§ **RECORDS SUPPLIED**
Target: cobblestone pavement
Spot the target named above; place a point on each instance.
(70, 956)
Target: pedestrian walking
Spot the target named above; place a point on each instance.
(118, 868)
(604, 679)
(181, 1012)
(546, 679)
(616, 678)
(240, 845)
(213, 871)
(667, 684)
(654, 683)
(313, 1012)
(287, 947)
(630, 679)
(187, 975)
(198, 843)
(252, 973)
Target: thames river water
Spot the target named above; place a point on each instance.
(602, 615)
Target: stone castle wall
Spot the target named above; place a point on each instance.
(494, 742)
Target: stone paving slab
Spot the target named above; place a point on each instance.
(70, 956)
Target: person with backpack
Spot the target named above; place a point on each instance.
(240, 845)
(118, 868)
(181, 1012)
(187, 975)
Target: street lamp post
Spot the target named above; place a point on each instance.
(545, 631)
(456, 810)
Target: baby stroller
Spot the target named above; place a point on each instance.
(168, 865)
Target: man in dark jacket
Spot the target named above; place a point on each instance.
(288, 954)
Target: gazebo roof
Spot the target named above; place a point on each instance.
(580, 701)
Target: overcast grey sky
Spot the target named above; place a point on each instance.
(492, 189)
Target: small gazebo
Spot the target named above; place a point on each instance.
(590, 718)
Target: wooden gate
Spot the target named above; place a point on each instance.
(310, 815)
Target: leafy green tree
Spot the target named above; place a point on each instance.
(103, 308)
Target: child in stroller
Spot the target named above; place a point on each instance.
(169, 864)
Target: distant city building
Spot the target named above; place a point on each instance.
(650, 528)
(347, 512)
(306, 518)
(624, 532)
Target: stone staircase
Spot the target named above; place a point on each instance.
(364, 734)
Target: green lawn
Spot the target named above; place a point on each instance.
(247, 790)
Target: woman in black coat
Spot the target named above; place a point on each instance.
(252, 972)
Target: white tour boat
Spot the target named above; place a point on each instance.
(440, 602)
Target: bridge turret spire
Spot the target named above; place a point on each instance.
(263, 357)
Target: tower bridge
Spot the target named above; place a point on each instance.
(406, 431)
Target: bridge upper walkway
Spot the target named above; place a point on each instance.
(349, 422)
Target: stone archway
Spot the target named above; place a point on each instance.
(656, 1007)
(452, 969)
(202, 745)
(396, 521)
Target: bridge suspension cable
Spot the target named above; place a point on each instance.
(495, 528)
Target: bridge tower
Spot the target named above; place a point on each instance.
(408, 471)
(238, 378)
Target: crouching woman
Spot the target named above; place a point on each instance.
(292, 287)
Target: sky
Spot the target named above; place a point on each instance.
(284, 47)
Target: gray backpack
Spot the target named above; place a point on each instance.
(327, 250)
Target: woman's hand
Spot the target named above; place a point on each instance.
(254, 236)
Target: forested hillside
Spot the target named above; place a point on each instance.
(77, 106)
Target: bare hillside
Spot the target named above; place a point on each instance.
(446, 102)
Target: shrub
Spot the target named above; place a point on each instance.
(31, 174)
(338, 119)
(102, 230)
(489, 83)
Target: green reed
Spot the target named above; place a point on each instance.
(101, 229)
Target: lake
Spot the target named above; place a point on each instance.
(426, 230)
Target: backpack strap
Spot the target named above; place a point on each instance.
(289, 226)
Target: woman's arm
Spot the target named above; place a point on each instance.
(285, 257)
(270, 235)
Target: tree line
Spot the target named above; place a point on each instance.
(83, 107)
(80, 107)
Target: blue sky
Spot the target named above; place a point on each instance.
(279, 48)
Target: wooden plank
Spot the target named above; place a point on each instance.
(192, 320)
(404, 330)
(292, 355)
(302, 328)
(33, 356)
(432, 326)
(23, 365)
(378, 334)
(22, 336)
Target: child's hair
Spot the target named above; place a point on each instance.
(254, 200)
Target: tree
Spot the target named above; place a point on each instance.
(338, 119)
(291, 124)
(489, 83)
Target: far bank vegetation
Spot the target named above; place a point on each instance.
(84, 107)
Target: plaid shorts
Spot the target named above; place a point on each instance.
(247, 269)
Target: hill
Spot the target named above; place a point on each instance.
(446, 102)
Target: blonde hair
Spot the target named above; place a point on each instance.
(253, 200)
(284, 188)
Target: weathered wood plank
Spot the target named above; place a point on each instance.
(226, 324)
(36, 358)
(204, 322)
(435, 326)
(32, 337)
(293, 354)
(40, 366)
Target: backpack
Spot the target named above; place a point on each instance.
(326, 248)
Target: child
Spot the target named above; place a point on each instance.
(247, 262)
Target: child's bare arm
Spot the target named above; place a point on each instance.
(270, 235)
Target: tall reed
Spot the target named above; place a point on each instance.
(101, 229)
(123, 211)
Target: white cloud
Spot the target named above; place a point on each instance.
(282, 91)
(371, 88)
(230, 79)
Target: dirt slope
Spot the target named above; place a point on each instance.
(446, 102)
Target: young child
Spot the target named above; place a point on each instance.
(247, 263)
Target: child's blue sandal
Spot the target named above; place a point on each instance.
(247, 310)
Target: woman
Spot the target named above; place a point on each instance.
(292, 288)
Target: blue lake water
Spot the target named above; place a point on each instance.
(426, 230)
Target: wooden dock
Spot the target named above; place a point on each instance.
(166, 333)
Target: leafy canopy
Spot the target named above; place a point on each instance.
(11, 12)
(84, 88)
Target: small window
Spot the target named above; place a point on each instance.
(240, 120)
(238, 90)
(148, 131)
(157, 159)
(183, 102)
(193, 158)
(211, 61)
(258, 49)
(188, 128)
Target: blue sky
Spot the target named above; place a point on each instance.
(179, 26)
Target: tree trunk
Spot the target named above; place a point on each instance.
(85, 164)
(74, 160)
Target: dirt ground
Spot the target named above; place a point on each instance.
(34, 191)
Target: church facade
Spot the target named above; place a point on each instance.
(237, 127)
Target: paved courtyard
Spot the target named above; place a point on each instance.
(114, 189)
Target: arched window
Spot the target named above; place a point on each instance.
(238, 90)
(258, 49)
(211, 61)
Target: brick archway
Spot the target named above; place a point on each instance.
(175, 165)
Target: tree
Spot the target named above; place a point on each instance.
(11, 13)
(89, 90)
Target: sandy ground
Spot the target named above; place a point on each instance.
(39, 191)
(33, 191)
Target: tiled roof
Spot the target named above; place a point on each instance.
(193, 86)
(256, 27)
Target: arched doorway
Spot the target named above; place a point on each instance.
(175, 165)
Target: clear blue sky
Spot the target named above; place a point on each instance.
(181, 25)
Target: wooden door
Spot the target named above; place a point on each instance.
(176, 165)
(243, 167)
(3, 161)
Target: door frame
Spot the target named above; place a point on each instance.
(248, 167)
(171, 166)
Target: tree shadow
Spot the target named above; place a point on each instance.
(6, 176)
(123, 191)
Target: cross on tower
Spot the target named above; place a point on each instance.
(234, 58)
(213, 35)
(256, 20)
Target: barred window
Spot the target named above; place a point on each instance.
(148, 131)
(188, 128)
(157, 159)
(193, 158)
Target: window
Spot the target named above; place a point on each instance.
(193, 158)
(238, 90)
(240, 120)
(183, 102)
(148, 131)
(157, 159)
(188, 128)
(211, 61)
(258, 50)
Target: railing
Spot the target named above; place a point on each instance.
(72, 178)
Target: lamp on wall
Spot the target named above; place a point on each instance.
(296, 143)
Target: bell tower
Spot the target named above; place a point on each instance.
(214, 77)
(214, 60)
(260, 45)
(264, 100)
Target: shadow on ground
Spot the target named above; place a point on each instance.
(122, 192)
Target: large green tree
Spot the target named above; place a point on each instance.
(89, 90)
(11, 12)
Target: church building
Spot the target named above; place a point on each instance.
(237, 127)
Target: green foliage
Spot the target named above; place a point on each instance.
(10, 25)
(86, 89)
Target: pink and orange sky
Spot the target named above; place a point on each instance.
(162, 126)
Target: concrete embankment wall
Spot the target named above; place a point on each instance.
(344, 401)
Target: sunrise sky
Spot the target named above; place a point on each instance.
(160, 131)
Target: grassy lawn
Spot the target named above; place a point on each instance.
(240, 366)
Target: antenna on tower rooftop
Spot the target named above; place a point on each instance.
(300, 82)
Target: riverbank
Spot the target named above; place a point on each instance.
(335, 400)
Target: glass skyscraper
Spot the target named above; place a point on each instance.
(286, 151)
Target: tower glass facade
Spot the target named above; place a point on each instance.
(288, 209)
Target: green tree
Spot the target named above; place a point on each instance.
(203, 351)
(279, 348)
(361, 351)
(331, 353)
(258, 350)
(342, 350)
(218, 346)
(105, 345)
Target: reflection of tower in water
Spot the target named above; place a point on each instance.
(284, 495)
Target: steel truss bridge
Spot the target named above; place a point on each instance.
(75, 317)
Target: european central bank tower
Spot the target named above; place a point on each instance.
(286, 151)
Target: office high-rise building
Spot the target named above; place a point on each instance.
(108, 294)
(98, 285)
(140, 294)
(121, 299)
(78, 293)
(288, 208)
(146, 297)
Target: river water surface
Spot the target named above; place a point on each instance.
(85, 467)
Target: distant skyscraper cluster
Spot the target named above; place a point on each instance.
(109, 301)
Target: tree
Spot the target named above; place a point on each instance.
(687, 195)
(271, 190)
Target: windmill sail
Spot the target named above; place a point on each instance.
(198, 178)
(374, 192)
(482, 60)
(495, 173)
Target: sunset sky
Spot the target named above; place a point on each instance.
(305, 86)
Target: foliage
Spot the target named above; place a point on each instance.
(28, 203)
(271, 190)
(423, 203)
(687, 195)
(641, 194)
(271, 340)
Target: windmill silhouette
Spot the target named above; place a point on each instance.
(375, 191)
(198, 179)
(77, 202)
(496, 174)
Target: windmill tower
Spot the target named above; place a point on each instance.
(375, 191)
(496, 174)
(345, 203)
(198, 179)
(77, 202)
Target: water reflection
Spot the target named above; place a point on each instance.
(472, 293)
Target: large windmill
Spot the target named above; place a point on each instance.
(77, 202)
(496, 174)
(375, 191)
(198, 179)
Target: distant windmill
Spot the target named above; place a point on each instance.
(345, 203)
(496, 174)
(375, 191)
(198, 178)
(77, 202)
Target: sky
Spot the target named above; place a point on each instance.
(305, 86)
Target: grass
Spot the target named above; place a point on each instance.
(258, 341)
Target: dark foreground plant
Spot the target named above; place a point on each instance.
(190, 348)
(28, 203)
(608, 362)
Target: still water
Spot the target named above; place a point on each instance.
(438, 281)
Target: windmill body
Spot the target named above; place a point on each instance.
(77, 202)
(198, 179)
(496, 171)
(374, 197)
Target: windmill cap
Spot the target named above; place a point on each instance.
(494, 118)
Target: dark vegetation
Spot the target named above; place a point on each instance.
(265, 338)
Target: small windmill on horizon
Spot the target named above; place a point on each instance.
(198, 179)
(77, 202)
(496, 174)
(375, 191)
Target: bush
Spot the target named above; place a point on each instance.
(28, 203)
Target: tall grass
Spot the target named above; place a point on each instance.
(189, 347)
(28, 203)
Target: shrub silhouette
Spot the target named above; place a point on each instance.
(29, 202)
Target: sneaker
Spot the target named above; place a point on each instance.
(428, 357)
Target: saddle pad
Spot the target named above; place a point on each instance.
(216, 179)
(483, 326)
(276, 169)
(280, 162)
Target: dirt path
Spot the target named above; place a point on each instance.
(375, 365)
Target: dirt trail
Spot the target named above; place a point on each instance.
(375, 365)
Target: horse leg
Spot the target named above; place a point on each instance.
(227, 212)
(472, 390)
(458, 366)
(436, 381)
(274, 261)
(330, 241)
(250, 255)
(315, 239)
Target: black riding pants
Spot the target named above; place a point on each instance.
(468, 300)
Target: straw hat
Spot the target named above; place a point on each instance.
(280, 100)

§ **WHAT YOU HAVE TO DO**
From the line containing "Target: dirt path" through the closing line of the material above, return every line exactly and omit all others.

§ **RESPONSE FOR THIS EXERCISE**
Target: dirt path
Spot the target named above; place a point on each instance.
(375, 365)
Target: dirt trail
Spot the target named above; place a point on each instance.
(375, 365)
Target: horse leg
Spot the target named above; place a point on each instance.
(227, 212)
(472, 390)
(458, 366)
(436, 381)
(274, 261)
(330, 241)
(250, 255)
(315, 239)
Target: black riding pants
Spot the target named above; place a point on each instance.
(468, 300)
Target: straw hat
Spot the target named above; place a point on each instance.
(280, 100)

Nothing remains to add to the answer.